Return every line below exactly as written.

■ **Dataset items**
▼

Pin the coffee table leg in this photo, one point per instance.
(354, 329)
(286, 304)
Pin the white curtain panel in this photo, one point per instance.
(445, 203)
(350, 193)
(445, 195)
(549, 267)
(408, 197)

▲

■ **YOUR RESPONSE**
Pin the coffee table leg in this photo, one point per instance.
(354, 329)
(286, 304)
Pin the white curtain panel in this photo, one point per instance.
(445, 203)
(350, 193)
(445, 195)
(549, 267)
(408, 197)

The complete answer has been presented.